:: THE RECORDS
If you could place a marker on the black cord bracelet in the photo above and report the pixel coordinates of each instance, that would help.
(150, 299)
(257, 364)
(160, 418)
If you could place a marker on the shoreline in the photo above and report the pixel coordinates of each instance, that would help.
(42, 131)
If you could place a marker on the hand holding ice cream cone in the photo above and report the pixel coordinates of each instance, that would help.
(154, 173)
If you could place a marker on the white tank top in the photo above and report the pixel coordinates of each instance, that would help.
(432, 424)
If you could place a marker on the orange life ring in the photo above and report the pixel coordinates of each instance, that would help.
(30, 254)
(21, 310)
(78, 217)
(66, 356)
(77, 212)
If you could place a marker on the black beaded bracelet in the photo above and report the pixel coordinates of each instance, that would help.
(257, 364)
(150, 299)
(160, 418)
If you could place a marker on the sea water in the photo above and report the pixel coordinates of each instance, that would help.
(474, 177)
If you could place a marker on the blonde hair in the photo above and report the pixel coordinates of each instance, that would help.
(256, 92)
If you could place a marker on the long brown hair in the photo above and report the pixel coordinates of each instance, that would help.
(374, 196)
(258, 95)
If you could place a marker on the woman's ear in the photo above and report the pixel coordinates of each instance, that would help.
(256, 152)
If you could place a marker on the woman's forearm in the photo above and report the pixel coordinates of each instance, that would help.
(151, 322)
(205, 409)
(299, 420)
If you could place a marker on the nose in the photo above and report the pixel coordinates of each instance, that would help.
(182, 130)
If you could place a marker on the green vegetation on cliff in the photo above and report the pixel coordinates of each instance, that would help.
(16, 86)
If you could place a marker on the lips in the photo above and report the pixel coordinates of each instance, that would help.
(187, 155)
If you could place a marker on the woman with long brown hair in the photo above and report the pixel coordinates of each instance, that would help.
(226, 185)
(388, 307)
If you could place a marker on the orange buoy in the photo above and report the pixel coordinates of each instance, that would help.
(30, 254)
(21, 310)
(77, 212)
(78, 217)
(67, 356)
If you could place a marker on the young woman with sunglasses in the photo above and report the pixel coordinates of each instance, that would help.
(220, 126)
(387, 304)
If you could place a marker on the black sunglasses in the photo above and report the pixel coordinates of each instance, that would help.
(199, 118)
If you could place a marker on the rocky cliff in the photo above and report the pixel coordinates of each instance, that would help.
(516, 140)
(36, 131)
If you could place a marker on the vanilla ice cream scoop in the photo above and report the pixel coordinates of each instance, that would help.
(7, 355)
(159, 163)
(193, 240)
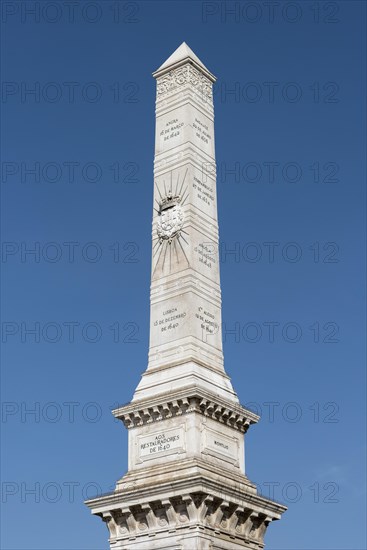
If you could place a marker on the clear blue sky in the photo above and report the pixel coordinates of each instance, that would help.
(293, 131)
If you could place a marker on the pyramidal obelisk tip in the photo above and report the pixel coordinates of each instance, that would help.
(183, 54)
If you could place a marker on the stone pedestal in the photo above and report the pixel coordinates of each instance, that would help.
(186, 486)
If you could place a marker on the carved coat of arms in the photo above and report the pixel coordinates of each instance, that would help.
(170, 218)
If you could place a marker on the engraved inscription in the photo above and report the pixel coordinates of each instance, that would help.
(201, 131)
(172, 129)
(170, 319)
(204, 191)
(207, 321)
(221, 444)
(206, 254)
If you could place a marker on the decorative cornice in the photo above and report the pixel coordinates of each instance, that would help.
(219, 517)
(173, 80)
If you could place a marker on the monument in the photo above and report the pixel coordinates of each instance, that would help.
(186, 486)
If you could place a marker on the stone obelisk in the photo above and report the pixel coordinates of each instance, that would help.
(186, 486)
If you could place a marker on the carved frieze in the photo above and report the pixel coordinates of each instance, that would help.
(175, 79)
(211, 513)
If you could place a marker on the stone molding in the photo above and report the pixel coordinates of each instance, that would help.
(242, 523)
(177, 78)
(237, 417)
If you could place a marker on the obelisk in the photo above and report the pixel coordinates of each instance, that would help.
(186, 486)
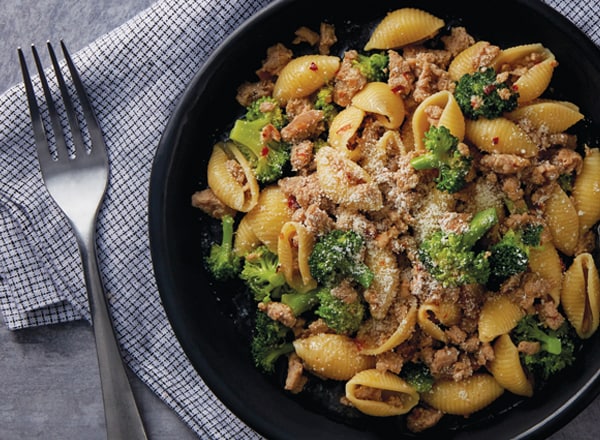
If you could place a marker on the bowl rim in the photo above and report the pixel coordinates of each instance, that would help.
(162, 166)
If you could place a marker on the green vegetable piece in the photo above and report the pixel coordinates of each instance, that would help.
(338, 255)
(270, 341)
(451, 258)
(443, 154)
(479, 94)
(261, 274)
(222, 261)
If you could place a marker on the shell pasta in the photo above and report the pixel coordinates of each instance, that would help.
(416, 237)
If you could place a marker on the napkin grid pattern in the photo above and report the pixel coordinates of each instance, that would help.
(134, 76)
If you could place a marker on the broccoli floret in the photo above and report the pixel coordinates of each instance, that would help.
(341, 316)
(418, 376)
(443, 154)
(222, 261)
(300, 302)
(337, 255)
(324, 102)
(451, 258)
(480, 94)
(557, 347)
(269, 342)
(261, 274)
(266, 107)
(257, 136)
(510, 256)
(374, 66)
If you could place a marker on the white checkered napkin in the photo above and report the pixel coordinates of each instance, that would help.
(134, 76)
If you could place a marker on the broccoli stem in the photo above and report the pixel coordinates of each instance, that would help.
(479, 225)
(227, 238)
(548, 343)
(249, 133)
(426, 161)
(299, 302)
::::
EXERCISE:
Are you able to set down all the lines above exactly, without any pictures?

OUTPUT OF THE EXERCISE:
If you could place a marker on the black cord bracelet in the photo above and report the pixel coordinates of each instance, that would help.
(150, 299)
(257, 364)
(160, 418)
If you could place a marker on the shoreline in the photo above and report the pixel coordinates of each instance, that would help.
(42, 131)
If you could place a marker on the hand holding ice cream cone in the photo above and report the pixel coordinates of each instance, that would help.
(154, 173)
If you could place a marker on the white tank top in the photo above and report the pixel coordinates of each instance, that would help.
(432, 424)
If you could place a marker on the orange life ring in the photo above and report the pixel coordinates of each instance, that would help.
(30, 254)
(21, 310)
(78, 217)
(66, 356)
(77, 212)
If you could place a marker on the black beaded bracelet in the photo above and report the pixel coordinates of each instance, that would help.
(257, 364)
(150, 299)
(160, 418)
If you could place a marker on the sea water in the photo above and report the pixel coordinates of each instance, that would help.
(474, 177)
If you could place a marker on the blonde hair in the photo above and report the pixel coordinates of each instance, that would help.
(256, 92)
If you could place a marker on the long brown hair in the photo above and report the pixel coordinates of each instance, that would help.
(374, 196)
(258, 95)
If you could place a marker on the woman's ear in the photo above and report the pixel coordinates of each instance, that would help.
(256, 152)
If you could place a marker on the woman's forearm in the photo above and report the pixel coordinates of each instance, that would help.
(151, 322)
(205, 409)
(299, 420)
If you could place a marker on the nose in the photo above and report the pixel coordinates of each instance, that would help.
(182, 130)
If you could place a marker on the green vegetation on cliff in the photo above and report the pixel coordinates of each instance, that would help.
(16, 86)
If you could place a marker on the lips in the photo above and report the pixel coordinates of each instance, that would help.
(187, 155)
If you could place a marker on the woman with long brown hair in the photo above and report the pixel coordinates of each instance, that would help.
(226, 185)
(388, 307)
If you could place a marker on the orange buoy in the photo above and report the pixel coordinates of each instance, that would help.
(30, 254)
(21, 310)
(77, 212)
(78, 217)
(67, 356)
If you could place a marker on the young woman with sunglasses in the photo above and report the pixel coordinates of each instance, that would help.
(220, 126)
(387, 304)
If you could place a marker on the black sunglasses in the photo above and report the pixel coordinates of each instance, that would help.
(199, 118)
If you could place a marker on the rocky cliff in the photo above and report the pixel coordinates of each instance, that would help.
(516, 140)
(36, 131)
If you could place a marker on the vanilla ice cream scoop in the photo above and report the pixel coordinates of each instance, that would help.
(7, 355)
(159, 163)
(193, 240)
If you could place a marker on the clear blue sky in the photo above and report the pixel coordinates of each instance, that would help.
(293, 131)
If you could place a marker on the pyramidal obelisk tip in the photo above and report the pixel coordinates of each instance, that would help.
(183, 54)
If you could place a marker on the stone pedestal in the photo above and report the pixel coordinates of each instance, that would help.
(186, 486)
If you could place a marker on the carved coat of arms in the photo above and report the pixel coordinates of each instance, that would help.
(170, 218)
If you could place a marker on the engraved inscription in the photo above and report the pixel coordinates of each instance, that would help.
(201, 131)
(172, 129)
(170, 319)
(204, 191)
(207, 321)
(221, 444)
(206, 254)
If you could place a marker on the decorative cornice in the photo above and report the pixel coordinates of each instance, that would help.
(219, 517)
(173, 80)
If you could place a marker on the monument in the photo above and report the pixel coordinates of each instance, that would help.
(186, 486)
If you could place a marker on the stone obelisk in the photo above and report the pixel coordinates of each instance, that would help.
(186, 486)
If you could place a marker on the carved frieze in the photo above and report the pixel coordinates of each instance, that would help.
(175, 79)
(211, 513)
If you could place a marker on the stone molding in the photo above and report the pixel coordinates of each instance, that would help.
(242, 523)
(177, 78)
(237, 417)
If you could place a marker on the obelisk in the photo above and report the pixel coordinates of each instance, that would help.
(186, 486)
If you could place a marker on the bowl rim in the photo above and report the pixel coordinates of each instance, that would help.
(162, 166)
If you could place a marker on the green vegetable piece in the photo above and report the pixel coordinates of each instance, that would help.
(338, 255)
(270, 341)
(451, 258)
(443, 154)
(479, 94)
(261, 274)
(222, 261)
If you could place a marker on the shell pasta in the photo above and report the pixel coordinates of each instance, that would help.
(416, 237)
If you could place a marker on the napkin grid pattern in the photo above and report the pixel coordinates of each instance, that would help.
(134, 76)
If you could place a marker on the broccoli floret in the photo above and report the pixel coordinates of each instance, that would help.
(341, 316)
(418, 376)
(443, 154)
(222, 261)
(300, 302)
(337, 255)
(324, 102)
(451, 258)
(480, 94)
(557, 347)
(269, 342)
(261, 274)
(266, 107)
(257, 136)
(510, 256)
(374, 66)
If you could place a marker on the white checkered napkin in the photo above and report the pixel coordinates of each instance, that would help.
(134, 76)
If you could place a marker on the broccoli stem in the photo above and report the pixel coordinates of each instance, that would help.
(479, 225)
(227, 238)
(548, 343)
(249, 133)
(426, 161)
(299, 302)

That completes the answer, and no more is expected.